### Task input ###
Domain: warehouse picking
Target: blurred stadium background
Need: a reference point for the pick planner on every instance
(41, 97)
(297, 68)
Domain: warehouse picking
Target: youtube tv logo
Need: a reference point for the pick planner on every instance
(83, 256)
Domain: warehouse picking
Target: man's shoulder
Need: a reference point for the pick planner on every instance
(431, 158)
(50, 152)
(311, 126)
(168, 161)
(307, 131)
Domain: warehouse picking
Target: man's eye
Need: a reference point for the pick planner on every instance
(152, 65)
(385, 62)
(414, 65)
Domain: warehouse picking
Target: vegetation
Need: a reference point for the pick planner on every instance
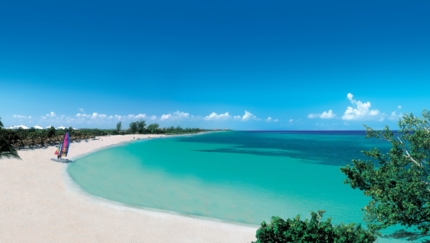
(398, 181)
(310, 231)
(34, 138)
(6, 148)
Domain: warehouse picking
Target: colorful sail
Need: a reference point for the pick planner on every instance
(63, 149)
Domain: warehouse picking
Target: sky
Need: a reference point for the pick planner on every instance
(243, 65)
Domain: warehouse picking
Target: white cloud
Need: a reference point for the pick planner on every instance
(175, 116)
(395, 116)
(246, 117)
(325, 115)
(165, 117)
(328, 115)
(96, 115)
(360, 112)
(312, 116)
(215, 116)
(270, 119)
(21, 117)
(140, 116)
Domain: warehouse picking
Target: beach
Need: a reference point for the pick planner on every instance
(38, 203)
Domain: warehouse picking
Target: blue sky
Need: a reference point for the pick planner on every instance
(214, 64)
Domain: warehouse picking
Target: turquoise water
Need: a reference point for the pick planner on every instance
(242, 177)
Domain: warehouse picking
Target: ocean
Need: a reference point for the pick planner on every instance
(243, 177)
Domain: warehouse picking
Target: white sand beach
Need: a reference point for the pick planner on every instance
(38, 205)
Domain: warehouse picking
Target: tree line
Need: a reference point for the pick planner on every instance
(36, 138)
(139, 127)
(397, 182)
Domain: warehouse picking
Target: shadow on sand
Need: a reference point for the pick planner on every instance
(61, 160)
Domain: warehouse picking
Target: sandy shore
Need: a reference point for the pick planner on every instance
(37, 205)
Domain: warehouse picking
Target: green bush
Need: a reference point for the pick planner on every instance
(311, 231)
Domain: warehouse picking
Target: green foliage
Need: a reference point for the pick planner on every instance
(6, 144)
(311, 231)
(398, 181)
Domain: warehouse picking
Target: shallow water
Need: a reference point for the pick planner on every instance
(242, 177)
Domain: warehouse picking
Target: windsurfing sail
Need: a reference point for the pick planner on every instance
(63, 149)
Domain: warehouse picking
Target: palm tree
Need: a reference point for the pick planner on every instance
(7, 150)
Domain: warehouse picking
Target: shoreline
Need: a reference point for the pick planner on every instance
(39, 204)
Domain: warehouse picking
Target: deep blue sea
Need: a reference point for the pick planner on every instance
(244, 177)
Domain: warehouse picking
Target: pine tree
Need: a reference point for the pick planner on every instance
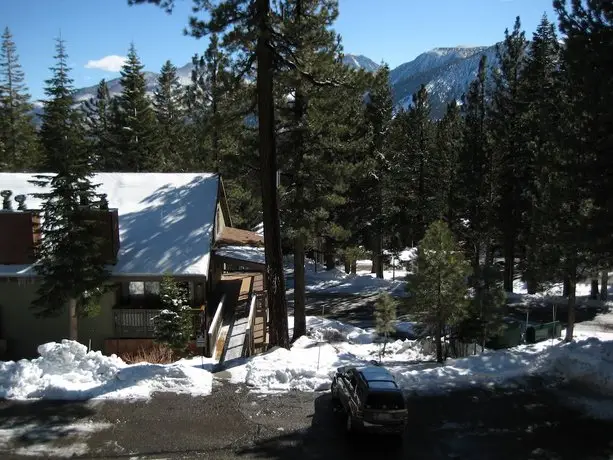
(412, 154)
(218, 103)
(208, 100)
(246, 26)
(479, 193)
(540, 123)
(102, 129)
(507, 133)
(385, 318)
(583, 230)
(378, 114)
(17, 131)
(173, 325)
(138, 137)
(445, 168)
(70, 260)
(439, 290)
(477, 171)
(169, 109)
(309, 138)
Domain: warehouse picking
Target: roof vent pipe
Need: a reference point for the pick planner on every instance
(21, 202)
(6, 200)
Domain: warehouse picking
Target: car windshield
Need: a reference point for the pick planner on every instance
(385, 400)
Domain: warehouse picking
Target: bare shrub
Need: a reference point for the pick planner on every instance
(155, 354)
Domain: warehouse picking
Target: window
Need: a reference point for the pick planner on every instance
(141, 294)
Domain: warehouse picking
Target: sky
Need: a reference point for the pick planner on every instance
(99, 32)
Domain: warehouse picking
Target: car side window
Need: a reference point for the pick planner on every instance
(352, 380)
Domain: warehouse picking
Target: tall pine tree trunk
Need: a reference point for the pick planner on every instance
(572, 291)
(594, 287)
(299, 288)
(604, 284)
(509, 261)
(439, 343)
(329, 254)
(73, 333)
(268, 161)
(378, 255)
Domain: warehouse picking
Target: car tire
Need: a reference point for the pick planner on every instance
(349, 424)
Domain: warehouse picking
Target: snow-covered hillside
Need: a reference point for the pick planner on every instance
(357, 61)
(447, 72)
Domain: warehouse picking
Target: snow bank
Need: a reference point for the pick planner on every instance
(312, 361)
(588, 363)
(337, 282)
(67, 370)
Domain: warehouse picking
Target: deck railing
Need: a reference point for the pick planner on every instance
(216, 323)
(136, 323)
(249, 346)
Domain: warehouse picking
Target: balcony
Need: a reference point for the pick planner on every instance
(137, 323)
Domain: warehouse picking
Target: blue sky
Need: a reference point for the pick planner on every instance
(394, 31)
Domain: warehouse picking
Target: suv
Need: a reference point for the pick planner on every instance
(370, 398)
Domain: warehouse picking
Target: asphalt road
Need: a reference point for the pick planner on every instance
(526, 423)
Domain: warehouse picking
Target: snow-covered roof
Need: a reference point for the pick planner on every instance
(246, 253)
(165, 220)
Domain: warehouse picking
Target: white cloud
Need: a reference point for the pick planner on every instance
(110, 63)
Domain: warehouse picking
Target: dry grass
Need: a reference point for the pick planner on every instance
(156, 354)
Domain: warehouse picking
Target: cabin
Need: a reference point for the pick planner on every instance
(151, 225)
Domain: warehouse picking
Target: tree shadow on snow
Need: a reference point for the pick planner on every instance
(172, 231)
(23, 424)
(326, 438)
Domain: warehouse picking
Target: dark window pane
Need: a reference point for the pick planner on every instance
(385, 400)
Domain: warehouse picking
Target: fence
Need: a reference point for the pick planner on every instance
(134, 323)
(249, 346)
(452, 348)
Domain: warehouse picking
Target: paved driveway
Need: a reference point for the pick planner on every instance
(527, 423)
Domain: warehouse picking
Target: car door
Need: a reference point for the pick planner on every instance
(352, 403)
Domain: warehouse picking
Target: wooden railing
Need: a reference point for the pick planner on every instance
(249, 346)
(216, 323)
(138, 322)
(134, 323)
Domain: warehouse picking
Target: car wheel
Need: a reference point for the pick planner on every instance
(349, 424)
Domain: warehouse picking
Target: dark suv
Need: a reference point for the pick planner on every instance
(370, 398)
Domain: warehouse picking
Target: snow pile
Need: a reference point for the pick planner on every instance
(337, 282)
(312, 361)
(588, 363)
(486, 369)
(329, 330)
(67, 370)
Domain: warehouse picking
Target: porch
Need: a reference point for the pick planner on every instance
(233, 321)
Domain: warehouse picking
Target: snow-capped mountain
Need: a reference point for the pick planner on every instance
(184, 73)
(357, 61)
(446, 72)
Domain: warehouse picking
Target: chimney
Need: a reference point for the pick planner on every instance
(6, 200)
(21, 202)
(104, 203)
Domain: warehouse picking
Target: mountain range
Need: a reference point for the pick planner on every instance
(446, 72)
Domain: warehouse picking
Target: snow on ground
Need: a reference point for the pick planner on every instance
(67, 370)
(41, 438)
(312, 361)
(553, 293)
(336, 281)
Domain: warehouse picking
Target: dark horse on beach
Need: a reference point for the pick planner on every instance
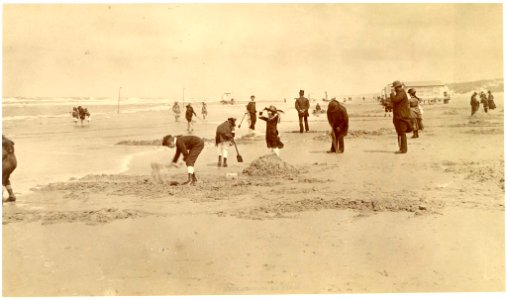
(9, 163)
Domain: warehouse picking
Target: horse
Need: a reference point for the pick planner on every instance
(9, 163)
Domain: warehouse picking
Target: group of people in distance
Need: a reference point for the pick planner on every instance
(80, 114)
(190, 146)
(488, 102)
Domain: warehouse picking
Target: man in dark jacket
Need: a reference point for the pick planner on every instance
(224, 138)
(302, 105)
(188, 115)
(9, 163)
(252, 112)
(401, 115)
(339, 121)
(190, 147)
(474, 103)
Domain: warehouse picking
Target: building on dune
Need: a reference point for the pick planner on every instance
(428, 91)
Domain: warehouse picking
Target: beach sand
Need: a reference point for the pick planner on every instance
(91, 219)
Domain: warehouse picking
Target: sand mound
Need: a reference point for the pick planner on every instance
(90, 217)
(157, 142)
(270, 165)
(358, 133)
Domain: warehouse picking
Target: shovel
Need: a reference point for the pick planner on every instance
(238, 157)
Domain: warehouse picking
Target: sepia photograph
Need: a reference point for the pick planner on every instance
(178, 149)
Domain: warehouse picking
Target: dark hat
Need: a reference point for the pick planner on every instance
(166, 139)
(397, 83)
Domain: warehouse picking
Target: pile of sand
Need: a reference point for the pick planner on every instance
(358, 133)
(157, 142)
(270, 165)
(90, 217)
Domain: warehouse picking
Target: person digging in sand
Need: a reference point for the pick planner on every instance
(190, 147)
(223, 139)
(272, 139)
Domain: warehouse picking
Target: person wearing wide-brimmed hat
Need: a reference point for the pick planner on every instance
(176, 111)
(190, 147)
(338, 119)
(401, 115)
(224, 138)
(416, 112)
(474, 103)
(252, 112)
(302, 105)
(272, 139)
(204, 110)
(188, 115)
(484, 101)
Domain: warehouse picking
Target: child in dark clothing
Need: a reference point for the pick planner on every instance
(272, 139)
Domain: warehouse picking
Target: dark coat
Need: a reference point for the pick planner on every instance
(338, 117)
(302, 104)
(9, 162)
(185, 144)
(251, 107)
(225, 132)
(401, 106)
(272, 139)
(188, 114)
###
### Task input ###
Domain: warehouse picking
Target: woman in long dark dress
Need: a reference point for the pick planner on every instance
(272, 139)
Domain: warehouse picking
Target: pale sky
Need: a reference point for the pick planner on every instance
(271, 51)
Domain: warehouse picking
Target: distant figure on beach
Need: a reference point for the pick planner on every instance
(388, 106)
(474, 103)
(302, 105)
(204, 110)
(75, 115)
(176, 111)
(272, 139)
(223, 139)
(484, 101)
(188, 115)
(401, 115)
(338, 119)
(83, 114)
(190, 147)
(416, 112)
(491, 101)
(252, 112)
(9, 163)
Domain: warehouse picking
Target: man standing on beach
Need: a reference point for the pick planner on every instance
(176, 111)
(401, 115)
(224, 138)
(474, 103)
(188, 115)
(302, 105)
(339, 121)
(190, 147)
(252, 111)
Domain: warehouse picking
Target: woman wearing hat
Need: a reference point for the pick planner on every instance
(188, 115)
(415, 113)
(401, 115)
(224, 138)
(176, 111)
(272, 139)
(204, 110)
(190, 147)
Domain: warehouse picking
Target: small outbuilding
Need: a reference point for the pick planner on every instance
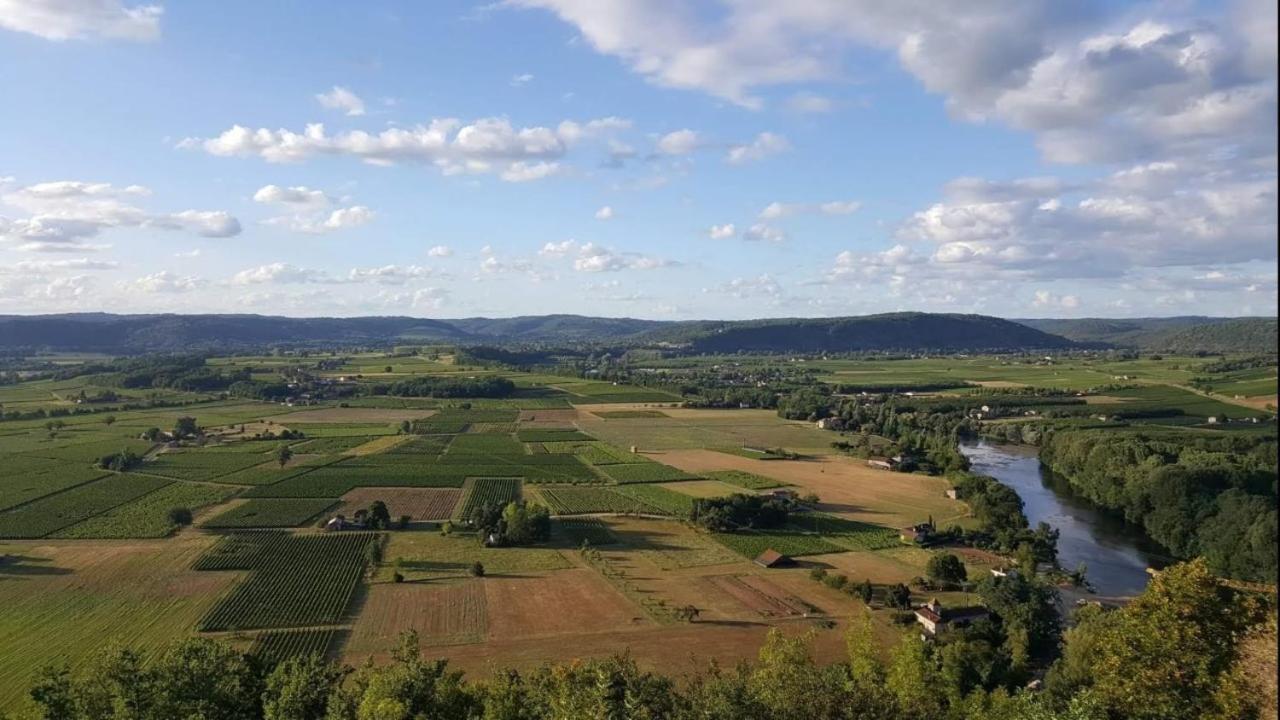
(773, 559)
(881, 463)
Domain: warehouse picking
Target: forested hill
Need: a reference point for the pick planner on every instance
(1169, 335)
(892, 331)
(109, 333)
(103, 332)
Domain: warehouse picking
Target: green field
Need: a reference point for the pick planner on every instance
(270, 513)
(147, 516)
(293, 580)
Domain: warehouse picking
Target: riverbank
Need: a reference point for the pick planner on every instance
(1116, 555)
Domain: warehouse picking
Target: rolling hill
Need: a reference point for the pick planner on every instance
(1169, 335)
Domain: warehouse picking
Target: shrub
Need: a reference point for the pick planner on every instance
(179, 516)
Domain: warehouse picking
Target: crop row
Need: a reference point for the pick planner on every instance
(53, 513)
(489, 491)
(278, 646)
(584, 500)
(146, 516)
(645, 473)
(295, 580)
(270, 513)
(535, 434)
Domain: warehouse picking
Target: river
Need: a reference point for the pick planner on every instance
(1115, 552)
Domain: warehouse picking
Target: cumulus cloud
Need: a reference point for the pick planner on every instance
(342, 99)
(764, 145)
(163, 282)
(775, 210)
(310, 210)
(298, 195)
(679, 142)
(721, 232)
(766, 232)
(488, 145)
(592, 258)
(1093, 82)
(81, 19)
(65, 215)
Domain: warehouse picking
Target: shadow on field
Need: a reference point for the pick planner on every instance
###
### Task input ###
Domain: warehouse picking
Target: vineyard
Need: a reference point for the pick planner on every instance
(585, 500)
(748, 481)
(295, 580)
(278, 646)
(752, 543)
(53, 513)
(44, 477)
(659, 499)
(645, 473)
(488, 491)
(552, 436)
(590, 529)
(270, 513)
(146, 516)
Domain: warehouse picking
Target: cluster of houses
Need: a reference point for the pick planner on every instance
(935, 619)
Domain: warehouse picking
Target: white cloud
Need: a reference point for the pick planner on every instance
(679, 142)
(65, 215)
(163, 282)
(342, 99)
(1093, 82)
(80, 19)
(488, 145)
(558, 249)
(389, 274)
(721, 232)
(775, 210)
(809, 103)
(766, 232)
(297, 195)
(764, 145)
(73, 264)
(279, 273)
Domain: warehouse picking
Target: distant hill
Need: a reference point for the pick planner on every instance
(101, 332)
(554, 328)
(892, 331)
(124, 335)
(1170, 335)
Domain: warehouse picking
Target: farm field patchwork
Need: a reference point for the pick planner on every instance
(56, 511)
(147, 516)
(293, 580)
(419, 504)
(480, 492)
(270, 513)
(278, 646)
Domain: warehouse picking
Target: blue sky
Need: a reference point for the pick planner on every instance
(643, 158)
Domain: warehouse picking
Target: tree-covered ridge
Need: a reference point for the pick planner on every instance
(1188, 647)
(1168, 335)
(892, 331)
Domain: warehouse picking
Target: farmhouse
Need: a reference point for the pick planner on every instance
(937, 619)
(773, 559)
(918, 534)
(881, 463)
###
**Aim:** Pick out every line in the items above that contains the word "distant" and copy each of those lines.

**Task result:**
Target: distant figure on beach
Target: distant hill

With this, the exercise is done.